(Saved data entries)
┌────────

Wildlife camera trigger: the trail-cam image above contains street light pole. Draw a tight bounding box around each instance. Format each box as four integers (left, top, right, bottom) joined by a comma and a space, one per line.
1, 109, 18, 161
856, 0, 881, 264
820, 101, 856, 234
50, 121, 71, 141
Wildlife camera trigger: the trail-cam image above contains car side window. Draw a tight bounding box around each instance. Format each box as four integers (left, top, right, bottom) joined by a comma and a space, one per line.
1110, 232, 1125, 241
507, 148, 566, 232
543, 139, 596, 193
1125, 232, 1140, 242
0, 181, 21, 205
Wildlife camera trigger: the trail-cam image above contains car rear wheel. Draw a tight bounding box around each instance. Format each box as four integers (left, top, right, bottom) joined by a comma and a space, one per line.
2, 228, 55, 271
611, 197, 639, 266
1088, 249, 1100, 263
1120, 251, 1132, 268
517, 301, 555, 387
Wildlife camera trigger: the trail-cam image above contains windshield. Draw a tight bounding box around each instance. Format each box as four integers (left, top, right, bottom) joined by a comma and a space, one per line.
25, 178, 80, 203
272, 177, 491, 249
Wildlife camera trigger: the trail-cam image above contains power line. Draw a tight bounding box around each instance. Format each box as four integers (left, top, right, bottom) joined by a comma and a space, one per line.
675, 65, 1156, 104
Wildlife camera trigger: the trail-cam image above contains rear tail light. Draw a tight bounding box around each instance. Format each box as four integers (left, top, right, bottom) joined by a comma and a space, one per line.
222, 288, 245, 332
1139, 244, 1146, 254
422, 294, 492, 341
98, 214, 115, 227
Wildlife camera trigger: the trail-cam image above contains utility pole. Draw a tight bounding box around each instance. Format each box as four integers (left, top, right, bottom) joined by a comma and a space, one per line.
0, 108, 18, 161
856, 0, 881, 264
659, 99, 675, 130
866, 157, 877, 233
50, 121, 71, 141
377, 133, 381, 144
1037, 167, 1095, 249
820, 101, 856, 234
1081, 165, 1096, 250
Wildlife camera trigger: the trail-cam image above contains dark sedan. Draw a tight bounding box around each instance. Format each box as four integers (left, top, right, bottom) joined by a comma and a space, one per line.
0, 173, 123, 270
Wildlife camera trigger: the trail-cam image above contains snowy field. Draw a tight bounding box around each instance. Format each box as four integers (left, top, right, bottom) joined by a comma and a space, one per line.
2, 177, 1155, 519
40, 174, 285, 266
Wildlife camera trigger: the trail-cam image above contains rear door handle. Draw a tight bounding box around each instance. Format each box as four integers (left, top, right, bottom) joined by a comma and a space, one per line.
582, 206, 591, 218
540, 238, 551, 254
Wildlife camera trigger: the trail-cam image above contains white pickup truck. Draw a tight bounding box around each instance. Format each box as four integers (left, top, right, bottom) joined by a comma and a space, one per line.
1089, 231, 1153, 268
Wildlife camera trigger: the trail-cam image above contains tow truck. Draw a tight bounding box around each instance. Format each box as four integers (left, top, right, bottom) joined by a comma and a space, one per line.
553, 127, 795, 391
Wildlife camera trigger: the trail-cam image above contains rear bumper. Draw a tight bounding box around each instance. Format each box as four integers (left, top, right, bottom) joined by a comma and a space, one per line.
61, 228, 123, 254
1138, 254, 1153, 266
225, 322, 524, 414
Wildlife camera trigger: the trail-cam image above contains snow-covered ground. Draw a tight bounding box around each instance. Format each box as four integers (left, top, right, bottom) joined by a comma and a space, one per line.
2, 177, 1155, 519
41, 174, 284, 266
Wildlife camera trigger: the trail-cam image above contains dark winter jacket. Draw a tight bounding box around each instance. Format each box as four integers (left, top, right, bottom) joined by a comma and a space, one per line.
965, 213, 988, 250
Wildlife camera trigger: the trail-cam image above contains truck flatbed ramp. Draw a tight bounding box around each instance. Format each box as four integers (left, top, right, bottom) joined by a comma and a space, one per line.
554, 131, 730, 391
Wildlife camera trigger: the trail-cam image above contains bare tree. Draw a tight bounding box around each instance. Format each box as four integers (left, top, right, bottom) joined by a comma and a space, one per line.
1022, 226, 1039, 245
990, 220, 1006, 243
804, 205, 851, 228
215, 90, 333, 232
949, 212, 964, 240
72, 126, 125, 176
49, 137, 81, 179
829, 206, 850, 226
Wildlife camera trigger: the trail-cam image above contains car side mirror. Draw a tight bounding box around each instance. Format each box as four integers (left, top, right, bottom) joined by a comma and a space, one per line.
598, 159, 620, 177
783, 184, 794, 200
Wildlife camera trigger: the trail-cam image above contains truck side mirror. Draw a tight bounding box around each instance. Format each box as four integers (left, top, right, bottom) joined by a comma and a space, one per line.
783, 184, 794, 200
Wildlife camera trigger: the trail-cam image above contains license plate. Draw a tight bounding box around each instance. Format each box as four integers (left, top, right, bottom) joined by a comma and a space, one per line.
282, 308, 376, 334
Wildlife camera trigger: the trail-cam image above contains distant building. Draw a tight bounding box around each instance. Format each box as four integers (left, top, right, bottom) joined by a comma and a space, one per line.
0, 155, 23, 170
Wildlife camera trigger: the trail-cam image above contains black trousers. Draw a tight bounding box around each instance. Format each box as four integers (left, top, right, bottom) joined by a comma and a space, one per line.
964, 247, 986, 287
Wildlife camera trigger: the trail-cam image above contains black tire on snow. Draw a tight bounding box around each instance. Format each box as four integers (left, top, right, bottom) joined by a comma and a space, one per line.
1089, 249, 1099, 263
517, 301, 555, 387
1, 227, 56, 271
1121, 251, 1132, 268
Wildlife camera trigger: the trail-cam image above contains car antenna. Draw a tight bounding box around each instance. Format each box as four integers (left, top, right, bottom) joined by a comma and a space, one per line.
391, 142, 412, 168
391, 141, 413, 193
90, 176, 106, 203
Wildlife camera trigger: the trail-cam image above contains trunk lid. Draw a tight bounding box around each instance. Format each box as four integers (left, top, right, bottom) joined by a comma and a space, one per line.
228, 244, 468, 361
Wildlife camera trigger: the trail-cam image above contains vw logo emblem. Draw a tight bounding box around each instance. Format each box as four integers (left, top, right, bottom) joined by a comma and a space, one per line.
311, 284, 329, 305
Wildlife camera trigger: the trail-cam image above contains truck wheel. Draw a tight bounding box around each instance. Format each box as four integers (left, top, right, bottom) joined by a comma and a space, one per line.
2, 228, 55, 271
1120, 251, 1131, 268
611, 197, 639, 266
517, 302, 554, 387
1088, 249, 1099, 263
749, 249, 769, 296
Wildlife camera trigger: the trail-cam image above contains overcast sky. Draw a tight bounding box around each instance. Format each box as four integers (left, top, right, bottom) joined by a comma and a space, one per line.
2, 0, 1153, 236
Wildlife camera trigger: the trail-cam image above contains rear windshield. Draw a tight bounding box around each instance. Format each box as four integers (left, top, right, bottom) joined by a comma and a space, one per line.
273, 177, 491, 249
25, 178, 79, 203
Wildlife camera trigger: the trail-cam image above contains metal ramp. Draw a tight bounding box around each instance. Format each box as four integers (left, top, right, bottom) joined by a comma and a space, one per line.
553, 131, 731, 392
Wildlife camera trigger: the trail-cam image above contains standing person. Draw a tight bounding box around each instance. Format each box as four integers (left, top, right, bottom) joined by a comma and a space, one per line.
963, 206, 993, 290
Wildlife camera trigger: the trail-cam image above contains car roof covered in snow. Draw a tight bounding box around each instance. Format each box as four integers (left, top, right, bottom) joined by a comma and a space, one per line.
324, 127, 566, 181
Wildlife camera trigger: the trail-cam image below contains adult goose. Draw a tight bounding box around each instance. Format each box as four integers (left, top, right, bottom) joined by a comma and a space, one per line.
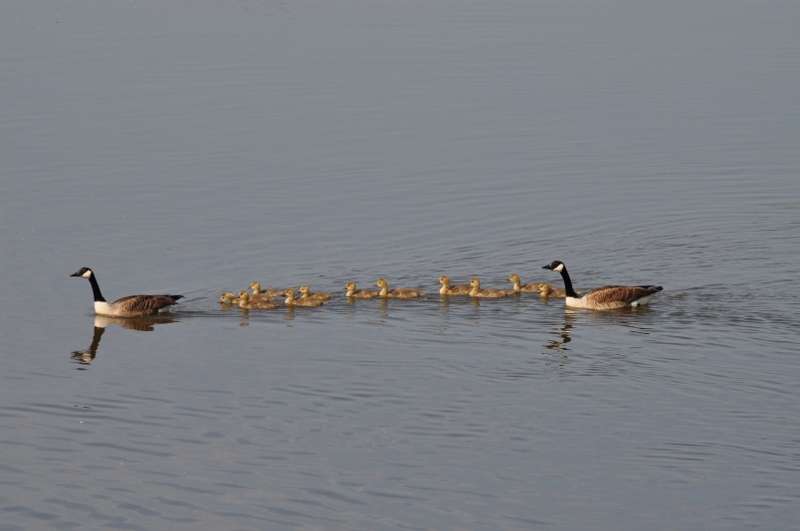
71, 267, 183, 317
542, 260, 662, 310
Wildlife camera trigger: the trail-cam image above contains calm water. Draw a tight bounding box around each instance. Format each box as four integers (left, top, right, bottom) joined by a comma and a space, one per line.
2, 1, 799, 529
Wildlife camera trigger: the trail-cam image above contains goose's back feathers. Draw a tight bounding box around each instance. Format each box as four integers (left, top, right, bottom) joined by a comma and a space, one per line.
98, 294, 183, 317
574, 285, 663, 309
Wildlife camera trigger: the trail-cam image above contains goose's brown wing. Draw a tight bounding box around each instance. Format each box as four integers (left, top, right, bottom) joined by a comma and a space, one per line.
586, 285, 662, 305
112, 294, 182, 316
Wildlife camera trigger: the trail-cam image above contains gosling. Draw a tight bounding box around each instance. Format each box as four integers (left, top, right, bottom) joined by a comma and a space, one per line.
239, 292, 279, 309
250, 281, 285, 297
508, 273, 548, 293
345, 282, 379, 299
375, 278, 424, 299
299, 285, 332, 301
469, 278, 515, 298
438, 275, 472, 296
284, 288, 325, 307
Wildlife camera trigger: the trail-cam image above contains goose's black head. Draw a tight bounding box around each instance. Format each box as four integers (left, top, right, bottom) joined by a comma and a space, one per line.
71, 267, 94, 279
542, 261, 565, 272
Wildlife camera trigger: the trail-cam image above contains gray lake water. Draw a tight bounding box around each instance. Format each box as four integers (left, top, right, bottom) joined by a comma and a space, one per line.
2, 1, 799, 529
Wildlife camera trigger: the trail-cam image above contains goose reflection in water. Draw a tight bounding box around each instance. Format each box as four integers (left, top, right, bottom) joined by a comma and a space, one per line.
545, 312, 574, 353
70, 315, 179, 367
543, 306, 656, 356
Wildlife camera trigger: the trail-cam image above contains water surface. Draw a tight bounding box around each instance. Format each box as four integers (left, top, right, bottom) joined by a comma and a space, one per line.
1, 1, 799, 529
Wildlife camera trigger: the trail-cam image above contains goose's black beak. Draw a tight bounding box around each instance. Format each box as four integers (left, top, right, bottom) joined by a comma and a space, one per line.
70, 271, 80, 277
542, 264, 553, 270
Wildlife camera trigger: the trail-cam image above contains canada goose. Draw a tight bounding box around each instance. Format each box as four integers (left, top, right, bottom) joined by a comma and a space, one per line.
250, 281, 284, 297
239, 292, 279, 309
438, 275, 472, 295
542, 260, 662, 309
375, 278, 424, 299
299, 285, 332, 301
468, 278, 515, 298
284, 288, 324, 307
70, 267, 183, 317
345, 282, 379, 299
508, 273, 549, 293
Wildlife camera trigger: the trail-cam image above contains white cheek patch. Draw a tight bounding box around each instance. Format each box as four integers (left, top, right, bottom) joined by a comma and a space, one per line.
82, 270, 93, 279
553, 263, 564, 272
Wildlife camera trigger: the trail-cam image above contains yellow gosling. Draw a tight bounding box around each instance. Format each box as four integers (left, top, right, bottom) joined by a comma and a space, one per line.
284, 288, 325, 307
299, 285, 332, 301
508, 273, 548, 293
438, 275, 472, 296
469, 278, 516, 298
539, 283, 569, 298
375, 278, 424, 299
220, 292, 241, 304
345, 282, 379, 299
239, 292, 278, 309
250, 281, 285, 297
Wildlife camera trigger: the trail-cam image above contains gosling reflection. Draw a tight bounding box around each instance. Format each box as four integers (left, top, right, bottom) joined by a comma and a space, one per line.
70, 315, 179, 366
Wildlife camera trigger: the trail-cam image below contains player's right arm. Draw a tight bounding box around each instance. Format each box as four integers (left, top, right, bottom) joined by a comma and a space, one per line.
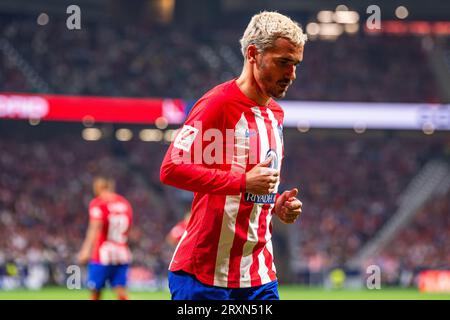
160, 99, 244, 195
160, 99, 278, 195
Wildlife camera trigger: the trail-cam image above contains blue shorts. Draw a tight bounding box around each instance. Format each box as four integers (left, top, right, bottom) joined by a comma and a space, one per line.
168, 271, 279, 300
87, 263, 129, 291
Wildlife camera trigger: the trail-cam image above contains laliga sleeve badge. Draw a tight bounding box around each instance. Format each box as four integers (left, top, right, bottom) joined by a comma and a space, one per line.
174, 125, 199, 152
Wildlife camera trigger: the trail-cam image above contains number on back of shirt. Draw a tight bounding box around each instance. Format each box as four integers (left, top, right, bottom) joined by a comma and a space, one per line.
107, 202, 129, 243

└────────

» Instructions for the task: Your answer should hold exactly the lines from the one containing "above contains number" through the end of the entries above, and nothing else.

» Task answer:
Wildlife camera trigger: the trail-cam image above contains number on back of shirt. Draw a tight bounding box around each instance. Format each box as four integers (left, top, right, bottom) joined by a comma and a space, one per line.
107, 202, 129, 243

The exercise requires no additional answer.